COMPLETE THE FOLLOWING:
1) Answer these questions using the passage on forest harvesting:
(a) About what share of the trees was removed in the shelterwood cut described in the photo caption?
(b) What does the usual stem-only harvest leave on the site?
(c) What does a whole-tree harvest remove?
2) Identify and copy every line in the rows that contains the string "board". Case counts.

DOCUMENT:
------------------------------

Image 23.1. This photo shows a three-year-old shelterwood cut of hardwood forest in Nova Scotia. About 60% of the trees were removed during the harvest, but many of the “best” trees were left to grow into high-quality sawlogs and to shed seeds to promote regeneration. This treatment produces a complex habitat that supports a mixture of birds and other wildlife typical of both clear-cuts and mature forest. Source: B. Freedman.
Clear-cutting systems also vary in how intensively the biomass of individual trees is harvested. The usual stem-only harvest involves the removal of tree trunks, leaving the roots, stumps, and logging “slash” (cut branches and foliage) on the site. The harvested logs can then be processed into lumber or pulp for manufacturing paper. A whole-tree harvest is more intensive because it removes all of the above-ground biomass of the trees, including the branches and foliage. This intensive kind of harvest will recover considerably more biomass than a stem-only cut, which is an advantage if the wood is to be used as a source of bio-energy.

------------------------------

Recorded data
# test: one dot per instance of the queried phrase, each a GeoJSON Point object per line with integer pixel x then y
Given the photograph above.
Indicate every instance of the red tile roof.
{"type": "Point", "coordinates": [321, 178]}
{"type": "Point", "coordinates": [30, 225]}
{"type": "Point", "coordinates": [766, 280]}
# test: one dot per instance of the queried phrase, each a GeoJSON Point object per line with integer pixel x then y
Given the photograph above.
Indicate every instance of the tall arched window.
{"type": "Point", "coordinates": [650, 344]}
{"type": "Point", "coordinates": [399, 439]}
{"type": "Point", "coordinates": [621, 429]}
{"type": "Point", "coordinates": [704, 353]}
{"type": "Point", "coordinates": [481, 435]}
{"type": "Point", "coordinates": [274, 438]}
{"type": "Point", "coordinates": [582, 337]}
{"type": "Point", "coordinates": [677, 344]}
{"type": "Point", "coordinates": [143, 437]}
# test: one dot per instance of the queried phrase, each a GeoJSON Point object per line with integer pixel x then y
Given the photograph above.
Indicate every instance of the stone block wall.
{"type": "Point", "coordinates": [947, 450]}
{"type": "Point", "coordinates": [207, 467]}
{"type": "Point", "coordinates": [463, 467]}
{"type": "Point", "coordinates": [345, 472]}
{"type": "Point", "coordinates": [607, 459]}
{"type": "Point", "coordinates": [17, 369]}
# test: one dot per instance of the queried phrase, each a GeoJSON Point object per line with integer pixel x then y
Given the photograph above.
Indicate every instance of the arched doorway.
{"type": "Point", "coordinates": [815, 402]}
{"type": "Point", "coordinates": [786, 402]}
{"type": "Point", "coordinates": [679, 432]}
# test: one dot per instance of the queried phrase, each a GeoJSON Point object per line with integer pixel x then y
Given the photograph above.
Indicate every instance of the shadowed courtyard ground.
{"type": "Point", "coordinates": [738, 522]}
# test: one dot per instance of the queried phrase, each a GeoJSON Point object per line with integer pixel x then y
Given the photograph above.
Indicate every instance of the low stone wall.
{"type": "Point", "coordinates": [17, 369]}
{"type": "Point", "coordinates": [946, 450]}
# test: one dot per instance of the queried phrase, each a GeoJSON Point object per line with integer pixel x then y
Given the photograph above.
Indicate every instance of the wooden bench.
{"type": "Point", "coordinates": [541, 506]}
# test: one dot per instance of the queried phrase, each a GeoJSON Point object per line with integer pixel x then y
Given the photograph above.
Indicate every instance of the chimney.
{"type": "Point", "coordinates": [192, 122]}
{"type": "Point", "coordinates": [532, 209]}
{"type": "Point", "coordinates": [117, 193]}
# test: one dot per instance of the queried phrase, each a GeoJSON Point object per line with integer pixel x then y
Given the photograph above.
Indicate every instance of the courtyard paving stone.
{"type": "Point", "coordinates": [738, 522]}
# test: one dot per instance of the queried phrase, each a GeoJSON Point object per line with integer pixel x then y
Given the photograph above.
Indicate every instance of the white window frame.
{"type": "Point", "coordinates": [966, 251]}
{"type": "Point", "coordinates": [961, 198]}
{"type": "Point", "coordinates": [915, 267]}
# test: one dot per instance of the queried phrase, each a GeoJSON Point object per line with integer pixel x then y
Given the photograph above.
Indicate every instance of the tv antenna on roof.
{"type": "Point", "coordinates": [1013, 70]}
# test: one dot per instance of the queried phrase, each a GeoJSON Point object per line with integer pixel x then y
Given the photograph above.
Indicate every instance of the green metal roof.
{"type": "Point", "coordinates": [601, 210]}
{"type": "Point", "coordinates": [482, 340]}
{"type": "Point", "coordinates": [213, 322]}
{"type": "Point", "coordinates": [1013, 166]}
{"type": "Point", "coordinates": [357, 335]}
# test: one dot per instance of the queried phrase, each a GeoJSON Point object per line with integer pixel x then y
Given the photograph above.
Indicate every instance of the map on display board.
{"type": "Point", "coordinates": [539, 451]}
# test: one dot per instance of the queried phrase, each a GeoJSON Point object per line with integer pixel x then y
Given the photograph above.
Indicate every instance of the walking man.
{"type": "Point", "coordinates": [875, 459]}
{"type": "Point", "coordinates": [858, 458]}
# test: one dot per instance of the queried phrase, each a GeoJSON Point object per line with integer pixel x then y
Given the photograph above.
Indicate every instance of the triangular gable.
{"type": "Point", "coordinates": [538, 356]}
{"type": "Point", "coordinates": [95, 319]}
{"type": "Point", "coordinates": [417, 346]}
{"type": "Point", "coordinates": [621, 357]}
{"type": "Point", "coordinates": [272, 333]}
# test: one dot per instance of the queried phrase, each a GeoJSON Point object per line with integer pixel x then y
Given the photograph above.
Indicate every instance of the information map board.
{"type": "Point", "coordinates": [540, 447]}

------------------------------

SOLUTIONS TO THE EXERCISE:
1)
(a) About 60%.
(b) The roots, stumps, and logging "slash" (cut branches and foliage).
(c) All of the above-ground biomass of the trees, including the branches and foliage.

2)
Indicate every instance of the map on display board.
Indicate every instance of the information map board.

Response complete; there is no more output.